*** Opening EXCERPT TO READ ***

I have two RC 3563 testers and one Y 1030+.
When trying to test the IR of these cells (280 Ah EVE cells), the RC 3563 would not give a consistent reading. It would bounce all over the place. It stayed below 0.25 mOhms which is the spec. but it would not settle on a value no matter which one I tried and how many times I tried. On an 1850 cell, it is fine.
The Y 1030+ gave me a reading and was pretty much rock solid (they were all 0.15 to 0.19 mOhms).
Very strange. Just wondering if anyone else has seen this same behavior?
 
I've seen the same behavior with the RC3563 with some 18650's
Slowly lowering the IR reading until it settles at a value after half a minute, sometimes bouncing around. But thats always just with old & used cells with either very high IR or low capacity.
 
I've seen the same behavior with the RC3563 with some 18650's
Slowly lowering the IR reading until it settles at a value after half a minute, sometimes bouncing around. But thats always just with old & used cells with either very high IR or low capacity.
Yeah, these have low IR. Kinda amazed that the Y 1030+ worked so well. Think I am going to stick with it from now on.
Thanks
 
In the video it looks like it's just "easier" to measure on the plates as there are convenient holes in the housing!
That said, the posts would be welded/attached to the plates & the plates would be "more directly connected" to the cell's core "wound foil".
So it would be fractionally less IR on the plates vs the posts.
Nice looking battery pack though right?
 
the RC 3563 would not give a consistent reading. It would bounce all over the place. It stayed below 0.25 mOhms which is the spec. but it would not settle on a value no matter which one I tried and how many times I tried. On an 1850 cell, it is fine.

*** Closing EXCERPT TO READ ***
*** Opening DATA SUPPLIED ***

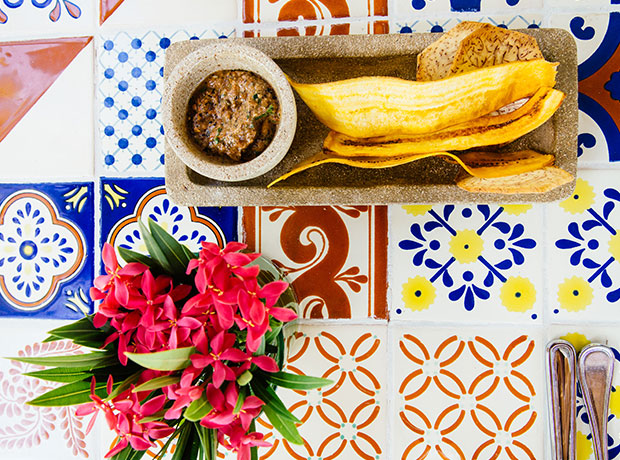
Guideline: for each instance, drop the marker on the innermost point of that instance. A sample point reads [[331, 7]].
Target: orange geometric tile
[[348, 419], [335, 256], [462, 395], [27, 70], [299, 11], [107, 8]]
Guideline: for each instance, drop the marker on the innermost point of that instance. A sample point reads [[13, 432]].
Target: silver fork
[[596, 369]]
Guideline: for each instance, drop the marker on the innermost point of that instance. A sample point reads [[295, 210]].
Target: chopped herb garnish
[[267, 112]]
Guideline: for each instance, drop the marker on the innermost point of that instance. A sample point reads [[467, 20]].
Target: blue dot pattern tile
[[46, 250], [130, 80]]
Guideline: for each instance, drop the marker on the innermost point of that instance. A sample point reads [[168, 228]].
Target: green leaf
[[157, 383], [171, 248], [130, 256], [156, 416], [198, 409], [61, 374], [69, 395], [124, 385], [169, 360], [270, 398], [93, 360], [285, 426], [154, 250], [179, 452], [297, 382]]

*** Closing DATA SUPPLIED ***

■ WHAT THE TASK REQUIRES: Reproduce the stretch of the battery-tester thread from "Very strange. Just" through "from now on.".

■ SOLUTION TO THIS EXERCISE:
Very strange. Just wondering if anyone else has seen this same behavior?
 
I've seen the same behavior with the RC3563 with some 18650's
Slowly lowering the IR reading until it settles at a value after half a minute, sometimes bouncing around. But thats always just with old & used cells with either very high IR or low capacity.
 
I've seen the same behavior with the RC3563 with some 18650's
Slowly lowering the IR reading until it settles at a value after half a minute, sometimes bouncing around. But thats always just with old & used cells with either very high IR or low capacity.
Yeah, these have low IR. Kinda amazed that the Y 1030+ worked so well. Think I am going to stick with it from now on.